--- Tugas yang dikerjakan ---
Menurut teks tentang hadis qudsi di bawah ini, siapakah sebaik-baik orang yang salah?
::: Teks yang diberikan
Didalam hadis qudsi riwayat Ahmad, Tirmidzi, Ibnu Majah dan
al-Hakim Allah Swt, (Kasyful Khifa juz II nomer hadis 1967 atau Jami’
as-Shaghir II, bab huruf “Kaf”), Rasulullah Saw bersabda : Allah Swt telah
berfirman :
كُلُّ بَنِي أدَمَ خَطَّاؤونَ وَخَيْرُ
الخَطائِيْنَ التَوَّابُونَ
Seluruh anak cucu Adam itu penuh
kesalahan (dosa). Dan sebaik-baik orang yang salah adalah mereka yang
bertaubat.
Seseorang tidak dapat memperbaiki atau meningkatkan
kwalitas diri, kecuali terlebih dahulu ia memahami tentang kenegatifan nafsunya.
::::::
::: Data tersimpan
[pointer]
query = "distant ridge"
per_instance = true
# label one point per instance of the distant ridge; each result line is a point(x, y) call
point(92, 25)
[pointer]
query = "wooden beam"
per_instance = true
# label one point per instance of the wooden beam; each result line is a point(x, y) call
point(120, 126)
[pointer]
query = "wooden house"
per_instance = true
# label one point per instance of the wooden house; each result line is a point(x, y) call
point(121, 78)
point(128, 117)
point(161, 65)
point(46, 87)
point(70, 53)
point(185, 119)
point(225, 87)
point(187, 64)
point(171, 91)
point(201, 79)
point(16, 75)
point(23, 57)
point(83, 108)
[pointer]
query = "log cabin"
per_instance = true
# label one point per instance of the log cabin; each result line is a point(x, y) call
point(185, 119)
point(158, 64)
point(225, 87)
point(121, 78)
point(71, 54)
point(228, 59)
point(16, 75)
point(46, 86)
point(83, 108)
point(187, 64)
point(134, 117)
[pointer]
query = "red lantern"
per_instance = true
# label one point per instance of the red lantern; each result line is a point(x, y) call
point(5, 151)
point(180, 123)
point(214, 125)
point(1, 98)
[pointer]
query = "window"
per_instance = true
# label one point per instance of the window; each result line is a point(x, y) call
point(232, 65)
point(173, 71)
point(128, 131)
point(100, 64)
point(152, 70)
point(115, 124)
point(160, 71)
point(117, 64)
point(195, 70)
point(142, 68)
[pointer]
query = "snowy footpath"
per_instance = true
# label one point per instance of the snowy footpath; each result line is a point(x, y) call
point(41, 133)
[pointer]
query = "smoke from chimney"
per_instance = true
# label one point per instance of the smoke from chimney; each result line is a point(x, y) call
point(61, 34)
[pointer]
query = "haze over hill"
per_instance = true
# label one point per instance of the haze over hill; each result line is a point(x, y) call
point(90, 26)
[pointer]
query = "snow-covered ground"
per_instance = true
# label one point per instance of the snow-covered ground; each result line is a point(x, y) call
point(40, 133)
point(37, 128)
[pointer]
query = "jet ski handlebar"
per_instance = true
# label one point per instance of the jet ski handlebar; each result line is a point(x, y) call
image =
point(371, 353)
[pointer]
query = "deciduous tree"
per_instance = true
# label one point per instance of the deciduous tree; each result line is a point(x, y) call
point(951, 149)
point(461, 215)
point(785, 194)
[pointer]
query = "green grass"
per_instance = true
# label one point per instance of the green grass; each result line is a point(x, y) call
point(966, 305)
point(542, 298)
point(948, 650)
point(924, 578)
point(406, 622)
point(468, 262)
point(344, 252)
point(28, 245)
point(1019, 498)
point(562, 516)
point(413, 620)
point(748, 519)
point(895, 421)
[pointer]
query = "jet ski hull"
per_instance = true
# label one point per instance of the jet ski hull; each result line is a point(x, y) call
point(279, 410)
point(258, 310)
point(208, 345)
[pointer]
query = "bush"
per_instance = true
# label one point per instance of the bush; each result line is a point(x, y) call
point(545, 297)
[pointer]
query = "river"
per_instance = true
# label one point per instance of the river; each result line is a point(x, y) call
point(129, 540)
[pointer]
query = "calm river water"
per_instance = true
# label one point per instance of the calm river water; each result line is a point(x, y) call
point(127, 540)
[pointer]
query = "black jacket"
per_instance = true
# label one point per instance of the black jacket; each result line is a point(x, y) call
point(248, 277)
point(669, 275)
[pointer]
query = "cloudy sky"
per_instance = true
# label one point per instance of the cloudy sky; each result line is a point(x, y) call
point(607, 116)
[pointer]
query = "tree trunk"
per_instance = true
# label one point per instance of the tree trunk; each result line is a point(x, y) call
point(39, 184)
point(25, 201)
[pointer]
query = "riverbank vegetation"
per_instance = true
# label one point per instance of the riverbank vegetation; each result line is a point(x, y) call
::::::
--- Jawaban latihan ---
Sebaik-baik orang yang salah adalah mereka yang bertaubat.